- Prompt: Can the data below be echoed back word for word?

- Entries supplied:
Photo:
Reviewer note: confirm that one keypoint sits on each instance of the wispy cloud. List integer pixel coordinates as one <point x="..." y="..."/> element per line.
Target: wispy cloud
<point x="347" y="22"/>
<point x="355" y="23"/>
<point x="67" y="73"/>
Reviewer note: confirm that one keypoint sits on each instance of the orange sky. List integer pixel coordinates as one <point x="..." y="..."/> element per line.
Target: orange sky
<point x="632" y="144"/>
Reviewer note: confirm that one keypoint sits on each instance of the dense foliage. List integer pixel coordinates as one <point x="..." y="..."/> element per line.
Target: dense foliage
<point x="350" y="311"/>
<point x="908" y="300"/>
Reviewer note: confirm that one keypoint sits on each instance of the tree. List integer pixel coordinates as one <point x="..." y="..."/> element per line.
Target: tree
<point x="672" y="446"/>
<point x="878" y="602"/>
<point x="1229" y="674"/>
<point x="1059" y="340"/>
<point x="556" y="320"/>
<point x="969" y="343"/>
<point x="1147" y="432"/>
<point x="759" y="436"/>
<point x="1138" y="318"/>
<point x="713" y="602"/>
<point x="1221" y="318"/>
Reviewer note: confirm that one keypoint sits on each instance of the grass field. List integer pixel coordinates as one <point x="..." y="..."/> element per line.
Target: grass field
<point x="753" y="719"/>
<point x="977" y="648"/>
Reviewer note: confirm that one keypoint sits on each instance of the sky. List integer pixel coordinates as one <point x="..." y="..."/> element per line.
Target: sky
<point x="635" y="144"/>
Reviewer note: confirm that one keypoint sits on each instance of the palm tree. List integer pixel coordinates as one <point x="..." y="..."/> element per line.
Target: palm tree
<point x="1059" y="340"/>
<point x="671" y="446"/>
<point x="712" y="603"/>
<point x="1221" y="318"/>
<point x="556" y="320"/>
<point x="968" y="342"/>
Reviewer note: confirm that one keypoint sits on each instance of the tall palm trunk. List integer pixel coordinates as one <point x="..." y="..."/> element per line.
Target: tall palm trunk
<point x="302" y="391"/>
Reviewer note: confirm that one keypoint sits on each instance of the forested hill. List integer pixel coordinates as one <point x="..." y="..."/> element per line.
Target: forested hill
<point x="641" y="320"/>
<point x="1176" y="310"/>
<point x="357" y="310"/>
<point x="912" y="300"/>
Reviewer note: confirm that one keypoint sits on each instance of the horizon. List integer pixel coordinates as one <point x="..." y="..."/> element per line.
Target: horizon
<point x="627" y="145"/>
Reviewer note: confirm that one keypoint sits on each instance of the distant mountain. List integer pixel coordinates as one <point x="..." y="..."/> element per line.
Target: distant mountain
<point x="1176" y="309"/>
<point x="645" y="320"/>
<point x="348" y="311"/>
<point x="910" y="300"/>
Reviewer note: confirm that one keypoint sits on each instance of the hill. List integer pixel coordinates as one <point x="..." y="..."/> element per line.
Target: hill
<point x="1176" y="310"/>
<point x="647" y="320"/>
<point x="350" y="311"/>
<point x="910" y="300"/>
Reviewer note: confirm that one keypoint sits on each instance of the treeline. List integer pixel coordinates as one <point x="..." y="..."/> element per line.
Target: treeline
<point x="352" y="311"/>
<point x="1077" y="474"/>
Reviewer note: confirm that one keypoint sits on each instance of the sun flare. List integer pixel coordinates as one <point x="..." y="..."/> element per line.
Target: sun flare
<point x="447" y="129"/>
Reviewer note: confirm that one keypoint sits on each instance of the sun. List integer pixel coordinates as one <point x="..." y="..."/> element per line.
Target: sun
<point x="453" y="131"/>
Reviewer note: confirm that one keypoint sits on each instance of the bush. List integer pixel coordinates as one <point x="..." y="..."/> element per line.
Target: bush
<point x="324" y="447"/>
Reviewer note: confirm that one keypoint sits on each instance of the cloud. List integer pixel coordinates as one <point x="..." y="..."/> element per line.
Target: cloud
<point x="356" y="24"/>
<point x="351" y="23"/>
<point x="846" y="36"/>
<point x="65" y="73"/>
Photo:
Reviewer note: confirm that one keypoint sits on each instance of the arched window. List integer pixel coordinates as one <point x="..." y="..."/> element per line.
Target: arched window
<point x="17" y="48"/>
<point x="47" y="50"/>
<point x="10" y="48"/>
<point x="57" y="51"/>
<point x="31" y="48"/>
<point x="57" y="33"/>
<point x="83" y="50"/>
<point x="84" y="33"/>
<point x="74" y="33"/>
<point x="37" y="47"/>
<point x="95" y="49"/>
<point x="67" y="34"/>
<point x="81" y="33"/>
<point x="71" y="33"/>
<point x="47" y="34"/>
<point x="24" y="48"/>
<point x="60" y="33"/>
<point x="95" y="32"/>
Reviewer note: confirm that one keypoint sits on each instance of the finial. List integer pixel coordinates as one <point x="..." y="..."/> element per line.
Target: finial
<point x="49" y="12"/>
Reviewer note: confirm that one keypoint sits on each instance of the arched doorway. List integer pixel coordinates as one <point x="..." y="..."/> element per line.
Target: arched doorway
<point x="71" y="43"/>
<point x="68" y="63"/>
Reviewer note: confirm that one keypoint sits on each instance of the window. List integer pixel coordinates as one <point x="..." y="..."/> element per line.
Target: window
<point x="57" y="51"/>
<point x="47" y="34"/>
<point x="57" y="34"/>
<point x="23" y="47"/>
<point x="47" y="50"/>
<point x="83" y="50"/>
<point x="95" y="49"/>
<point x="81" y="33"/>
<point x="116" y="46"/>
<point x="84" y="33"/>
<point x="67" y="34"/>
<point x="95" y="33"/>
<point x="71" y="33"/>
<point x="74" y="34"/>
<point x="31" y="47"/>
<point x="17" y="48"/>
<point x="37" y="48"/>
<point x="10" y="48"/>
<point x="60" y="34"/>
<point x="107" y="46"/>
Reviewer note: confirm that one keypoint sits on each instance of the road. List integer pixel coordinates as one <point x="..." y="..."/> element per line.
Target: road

- Written answer:
Photo:
Reviewer note: confirm that one keypoint sits on each instance of the wispy cloud. List integer pixel coordinates as one <point x="..." y="..."/> element per line.
Target: wispy cloud
<point x="347" y="22"/>
<point x="355" y="23"/>
<point x="67" y="73"/>
Reviewer note: confirm that one keypoint sits on each instance of the orange sky. List integer pixel coordinates as one <point x="..." y="..."/> element per line.
Target: orange sky
<point x="632" y="144"/>
Reviewer note: confirm that one keypoint sits on each instance of the dense foliage. List integer pixel coordinates as one <point x="..." y="..."/> element per line.
Target: dense foliage
<point x="350" y="311"/>
<point x="908" y="300"/>
Reviewer note: confirm that one keypoint sits on each instance of the tree. List integer pixel coordinates as one <point x="..." y="..."/> element per line.
Target: tree
<point x="672" y="446"/>
<point x="878" y="602"/>
<point x="1229" y="674"/>
<point x="1059" y="340"/>
<point x="556" y="320"/>
<point x="969" y="343"/>
<point x="1147" y="432"/>
<point x="759" y="436"/>
<point x="1138" y="318"/>
<point x="713" y="602"/>
<point x="1221" y="318"/>
Reviewer note: confirm that one keypoint sits on each instance of the grass field. List integer pixel coordinates as one <point x="..." y="..."/> element per line.
Target: grass field
<point x="753" y="719"/>
<point x="977" y="648"/>
Reviewer note: confirm that one keypoint sits on each instance of the sky. List integer pixel coordinates as one <point x="..." y="..."/> element per line.
Target: sky
<point x="635" y="144"/>
Reviewer note: confirm that one keypoint sits on each instance of the palm tree. List integer pixel coordinates as one <point x="..." y="..."/> element per line.
Target: palm tree
<point x="1059" y="340"/>
<point x="671" y="446"/>
<point x="712" y="603"/>
<point x="1221" y="318"/>
<point x="556" y="320"/>
<point x="968" y="342"/>
Reviewer note: confirm that one keypoint sits on each instance of the tall palm trunk. List integer pixel coordinates as one <point x="..." y="..."/> element per line.
Target: tall palm trunk
<point x="302" y="391"/>
Reviewer note: confirm that one keypoint sits on each instance of the forested hill. List integer pixel coordinates as one <point x="..." y="..."/> element per line.
Target: forested hill
<point x="641" y="320"/>
<point x="1176" y="310"/>
<point x="357" y="310"/>
<point x="912" y="300"/>
Reviewer note: confirm that one keypoint sits on each instance of the horizon. List integer pixel coordinates as one <point x="..." y="..."/> element per line.
Target: horizon
<point x="627" y="145"/>
Reviewer note: confirm that one keypoint sits on each instance of the distant mountain. List integer pixel coordinates as one <point x="..." y="..."/> element per line.
Target: distant mountain
<point x="1176" y="309"/>
<point x="645" y="320"/>
<point x="348" y="311"/>
<point x="910" y="300"/>
Reviewer note: confirm that one keypoint sits on each instance of the hill. List integer pixel coordinates as one <point x="..." y="..."/> element per line.
Target: hill
<point x="1176" y="310"/>
<point x="647" y="320"/>
<point x="350" y="311"/>
<point x="910" y="300"/>
Reviewer note: confirm that one keypoint sits on each instance of the treeline. List integer pixel coordinates as one <point x="..." y="..."/> element per line.
Target: treeline
<point x="352" y="311"/>
<point x="1077" y="474"/>
Reviewer note: confirm that one keypoint sits on each instance of the sun flare. List integer pixel coordinates as one <point x="..." y="..."/> element per line.
Target: sun flare
<point x="447" y="129"/>
Reviewer note: confirm that one keypoint sits on each instance of the sun. List integer pixel coordinates as one <point x="..." y="..."/> element per line.
Target: sun
<point x="453" y="131"/>
Reviewer note: confirm that one keypoint sits on each instance of the bush. List integer pixel coordinates as one <point x="..." y="..."/> element per line.
Target: bush
<point x="324" y="447"/>
Reviewer note: confirm that one keypoint sits on each instance of the cloud. List integer pixel coordinates as one <point x="..." y="..."/> element per line.
Target: cloud
<point x="356" y="24"/>
<point x="351" y="23"/>
<point x="846" y="36"/>
<point x="65" y="73"/>
Photo:
Reviewer note: confirm that one keypoint sits on each instance of the arched window. List integer pixel coordinates as one <point x="..." y="..."/> element per line.
Target: arched window
<point x="17" y="48"/>
<point x="47" y="50"/>
<point x="10" y="48"/>
<point x="57" y="51"/>
<point x="31" y="48"/>
<point x="57" y="33"/>
<point x="83" y="50"/>
<point x="84" y="33"/>
<point x="74" y="33"/>
<point x="37" y="47"/>
<point x="95" y="49"/>
<point x="67" y="34"/>
<point x="81" y="33"/>
<point x="71" y="33"/>
<point x="47" y="34"/>
<point x="24" y="48"/>
<point x="60" y="33"/>
<point x="95" y="32"/>
Reviewer note: confirm that one keypoint sits on each instance of the finial. List integer pixel coordinates as one <point x="..." y="..."/> element per line.
Target: finial
<point x="49" y="12"/>
Reviewer note: confirm that one keypoint sits on each instance of the arched doorway. List integer pixel coordinates as one <point x="..." y="..."/> element per line.
Target: arched doorway
<point x="71" y="43"/>
<point x="68" y="63"/>
Reviewer note: confirm that one keypoint sits on each instance of the window. List integer pixel coordinates as one <point x="..." y="..."/> element per line.
Target: window
<point x="57" y="51"/>
<point x="47" y="34"/>
<point x="57" y="34"/>
<point x="23" y="47"/>
<point x="47" y="50"/>
<point x="83" y="50"/>
<point x="95" y="49"/>
<point x="81" y="33"/>
<point x="116" y="46"/>
<point x="84" y="33"/>
<point x="67" y="34"/>
<point x="95" y="33"/>
<point x="71" y="33"/>
<point x="74" y="34"/>
<point x="31" y="47"/>
<point x="17" y="48"/>
<point x="37" y="48"/>
<point x="10" y="48"/>
<point x="60" y="34"/>
<point x="107" y="46"/>
Reviewer note: confirm that one keypoint sits on each instance of the road. List integer pixel coordinates as one <point x="..." y="..."/> element per line.
Target: road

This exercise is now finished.